--- START OF Given passage ---
Supple Weidner Ward March 5, 1936 – April 28,1968

I am hosting an end-of-winter series featuring stories from the trenches of pain.  My hope is that in sharing these breaking points, we will feel less alone.  Thank you all for your bravery.  You are helping the world to heal.  To participate and for more info go here.

yrs. Laura

Submitted by: Lauren Ward Larsen, author of Zuzu’s Petals: A True Story of Second Chances (In The Telling Press, 2011) who blogs here.

“The Day Dad Died”

April 28, 1968. I’m so excited I can hardly stand it. Not even this gross water sprout hairdo—a tight ponytail Mom has centered on the top of my head—can ruin my mood. I’m wearing my favorite dress, the white hand-me-down from Pam Eldridge, who lives down the street. It has a big fluffy skirt, tiny black roses all over, and it even ties in the back with a big bow. I have my favorite storybook, Hansel and Gretel, all ready to go. Santa gave it to me this past Christmas. It’s really big.

Today is going to be great! I’m going with my best friend, Debbie, to visit her aunt, who lives in Maryland. Her mom is driving. I’ve never been allowed to go on a trip like this without my parents going too. It’s just for a day, but still. I don’t think the other kids in my kindergarten class have been allowed to go away without their parents.

Debbie’s mom blows the horn of her light blue car and I’m flying through the front door of our house before Mom can remind me to use good manners. I yell good-bye to her as I go. (Dad left earlier this morning. He likes to fly his small airplane on the weekends, so he’s already hanging out with his buddies at the local airport.)
--- END OF Given passage ---
**What you need to do:**
a) Answer these questions about the memoir passage "The Day Dad Died":
(i) Who gave the narrator the Hansel and Gretel storybook?
(ii) In which state does Debbie's aunt live?
(iii) What color is the car Debbie's mom drives?
b) Transcribe the memoir passage word for word, everything from "Submitted by: Lauren" down to "It’s really big.".
c) Go on with the memoir passage about the day the narrator's father died, picking up right after its last sentence.
None of the rows that come after this text is needed for the work.
--- START OF Provided records ---
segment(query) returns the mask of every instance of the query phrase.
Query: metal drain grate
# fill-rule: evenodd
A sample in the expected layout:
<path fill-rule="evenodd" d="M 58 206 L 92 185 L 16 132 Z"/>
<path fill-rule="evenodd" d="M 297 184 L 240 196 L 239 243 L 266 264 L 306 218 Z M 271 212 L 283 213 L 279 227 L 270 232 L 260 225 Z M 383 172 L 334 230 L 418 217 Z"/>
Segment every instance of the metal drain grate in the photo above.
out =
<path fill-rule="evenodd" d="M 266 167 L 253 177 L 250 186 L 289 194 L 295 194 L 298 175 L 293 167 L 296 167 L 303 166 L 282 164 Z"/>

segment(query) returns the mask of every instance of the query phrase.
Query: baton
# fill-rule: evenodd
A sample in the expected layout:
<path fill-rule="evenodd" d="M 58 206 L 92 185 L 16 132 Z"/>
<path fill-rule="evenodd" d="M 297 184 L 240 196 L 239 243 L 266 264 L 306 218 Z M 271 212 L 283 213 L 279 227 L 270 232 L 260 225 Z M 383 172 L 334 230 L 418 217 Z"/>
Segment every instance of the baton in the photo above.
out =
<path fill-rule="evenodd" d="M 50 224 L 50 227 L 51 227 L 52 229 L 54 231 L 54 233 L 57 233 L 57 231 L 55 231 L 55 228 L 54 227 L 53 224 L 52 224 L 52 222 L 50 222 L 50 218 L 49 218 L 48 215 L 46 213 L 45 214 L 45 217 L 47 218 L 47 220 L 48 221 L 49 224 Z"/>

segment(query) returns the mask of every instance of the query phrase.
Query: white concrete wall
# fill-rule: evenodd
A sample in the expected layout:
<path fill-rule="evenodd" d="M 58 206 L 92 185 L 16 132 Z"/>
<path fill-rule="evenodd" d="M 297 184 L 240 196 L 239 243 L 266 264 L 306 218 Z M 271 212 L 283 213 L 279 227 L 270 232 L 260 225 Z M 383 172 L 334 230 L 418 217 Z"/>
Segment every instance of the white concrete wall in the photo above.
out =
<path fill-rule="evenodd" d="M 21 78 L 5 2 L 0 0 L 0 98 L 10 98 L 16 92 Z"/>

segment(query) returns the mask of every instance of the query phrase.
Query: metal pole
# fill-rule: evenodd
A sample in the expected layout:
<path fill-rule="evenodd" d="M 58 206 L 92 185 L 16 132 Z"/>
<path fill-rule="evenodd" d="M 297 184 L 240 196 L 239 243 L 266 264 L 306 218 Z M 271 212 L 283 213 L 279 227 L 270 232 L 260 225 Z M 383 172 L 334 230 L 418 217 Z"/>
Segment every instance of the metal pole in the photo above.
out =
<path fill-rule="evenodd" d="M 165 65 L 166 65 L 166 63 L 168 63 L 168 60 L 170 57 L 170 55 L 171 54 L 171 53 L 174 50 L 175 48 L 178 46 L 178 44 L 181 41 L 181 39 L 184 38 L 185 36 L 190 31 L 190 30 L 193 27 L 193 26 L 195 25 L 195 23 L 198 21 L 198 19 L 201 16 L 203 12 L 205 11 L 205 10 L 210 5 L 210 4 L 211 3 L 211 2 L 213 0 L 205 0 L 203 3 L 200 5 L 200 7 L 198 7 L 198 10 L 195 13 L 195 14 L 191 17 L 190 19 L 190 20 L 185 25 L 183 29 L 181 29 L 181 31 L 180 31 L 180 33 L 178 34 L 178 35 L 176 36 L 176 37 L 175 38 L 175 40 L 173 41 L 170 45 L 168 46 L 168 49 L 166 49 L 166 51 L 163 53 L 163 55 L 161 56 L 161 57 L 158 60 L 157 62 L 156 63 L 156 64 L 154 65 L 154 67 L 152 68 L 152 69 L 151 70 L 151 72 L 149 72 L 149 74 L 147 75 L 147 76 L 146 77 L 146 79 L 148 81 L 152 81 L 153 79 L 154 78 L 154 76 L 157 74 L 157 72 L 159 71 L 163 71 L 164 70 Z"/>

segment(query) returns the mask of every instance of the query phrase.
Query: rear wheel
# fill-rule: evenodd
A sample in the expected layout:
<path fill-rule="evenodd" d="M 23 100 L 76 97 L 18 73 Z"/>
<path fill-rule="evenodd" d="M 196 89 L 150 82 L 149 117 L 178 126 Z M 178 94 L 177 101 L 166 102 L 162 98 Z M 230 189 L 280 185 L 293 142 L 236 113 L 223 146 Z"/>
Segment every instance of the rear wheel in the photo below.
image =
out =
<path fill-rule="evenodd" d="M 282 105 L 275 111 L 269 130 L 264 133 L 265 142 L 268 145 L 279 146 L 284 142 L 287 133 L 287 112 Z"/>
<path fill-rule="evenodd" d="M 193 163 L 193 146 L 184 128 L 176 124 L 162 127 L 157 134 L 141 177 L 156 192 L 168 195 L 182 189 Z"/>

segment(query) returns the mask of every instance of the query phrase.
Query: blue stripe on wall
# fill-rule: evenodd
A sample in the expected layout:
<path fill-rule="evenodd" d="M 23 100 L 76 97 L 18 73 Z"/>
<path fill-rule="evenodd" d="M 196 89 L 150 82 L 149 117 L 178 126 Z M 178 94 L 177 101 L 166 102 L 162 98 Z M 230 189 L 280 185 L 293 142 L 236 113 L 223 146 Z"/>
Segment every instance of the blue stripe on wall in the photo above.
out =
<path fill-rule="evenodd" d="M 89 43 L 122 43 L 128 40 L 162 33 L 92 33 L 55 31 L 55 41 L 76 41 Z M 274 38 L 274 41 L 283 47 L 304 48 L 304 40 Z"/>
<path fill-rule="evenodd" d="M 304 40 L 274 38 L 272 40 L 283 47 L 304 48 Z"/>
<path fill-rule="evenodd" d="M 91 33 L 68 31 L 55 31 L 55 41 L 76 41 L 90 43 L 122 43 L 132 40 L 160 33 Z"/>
--- END OF Provided records ---
**Task responses:**
a)
(i) Santa, this past Christmas.
(ii) Maryland.
(iii) Light blue.

b)
Submitted by: Lauren Ward Larsen, author of Zuzu’s Petals: A True Story of Second Chances (In The Telling Press, 2011) who blogs here.

“The Day Dad Died”

April 28, 1968. I’m so excited I can hardly stand it. Not even this gross water sprout hairdo—a tight ponytail Mom has centered on the top of my head—can ruin my mood. I’m wearing my favorite dress, the white hand-me-down from Pam Eldridge, who lives down the street. It has a big fluffy skirt, tiny black roses all over, and it even ties in the back with a big bow. I have my favorite storybook, Hansel and Gretel, all ready to go. Santa gave it to me this past Christmas. It’s really big.

c)
We drive for two and a half hours, eating snacks in the car and pretending to read the words that go with the pictures in my book. Finally we arrive at the University of Maryland, where Debbie’s aunt is a student. The whole day is amazing! We walk around campus among all the grown ups. We eat at the university cafeteria where the college students eat. We visit Debbie’s aunt’s apartment and play with the stuffed animals on her bed. My favorite is the five-foot long lime green snake. Debbie and I slap each other with the snake, his silly red felt tongue hanging out of his mouth as his head whacks our bodies.

The ride home that evening seems to take a long time. When Debbie’s mom drops me off outside our home, I’m both exhausted and exhilarated. I burst into the house ready to share all the details of my adventures with Mom and Dad. And then I freeze.

Uh-oh. I’m not exactly sure why, but I’m in trouble. Why else would Mom be waiting for me in the living room with that weird look on her face, sort of mad, sort of sad, but also sort of confused?

But why are her friends here? There’s Nancy, who lives around the corner from us. And Evelyn, who lives right down the street (she’s the mother of Pam, who gave me this great dress). And Susan, Mom’s best friend, who is single and spends a lot of time with our family. They’re all sitting quietly around our small living room, Mom in the old orange wingback chair. None of this makes any sense to me, but one thing is certain: I’m in trouble. I can see it in Mom’s face. I can hear it in the uncomfortable silence of the room.

“Lauren, would you come into the kitchen with me for a minute?” Mom says. It’s more a statement than a question. I quietly follow her. When we round the corner to the kitchen, she turns to me.

“Your father had an accident while flying his plane today.” Her voice is calm, almost flat. “Daddy is dead, Lauren. Do you understand what that means?”

“Yes,” I lie. “Can I go upstairs now?”

I walk in a daze to my brother’s room, where I find my three siblings staring blankly at the television screen. I sit down and stare with them. None of us says a word. My adventures in Maryland are already forgotten.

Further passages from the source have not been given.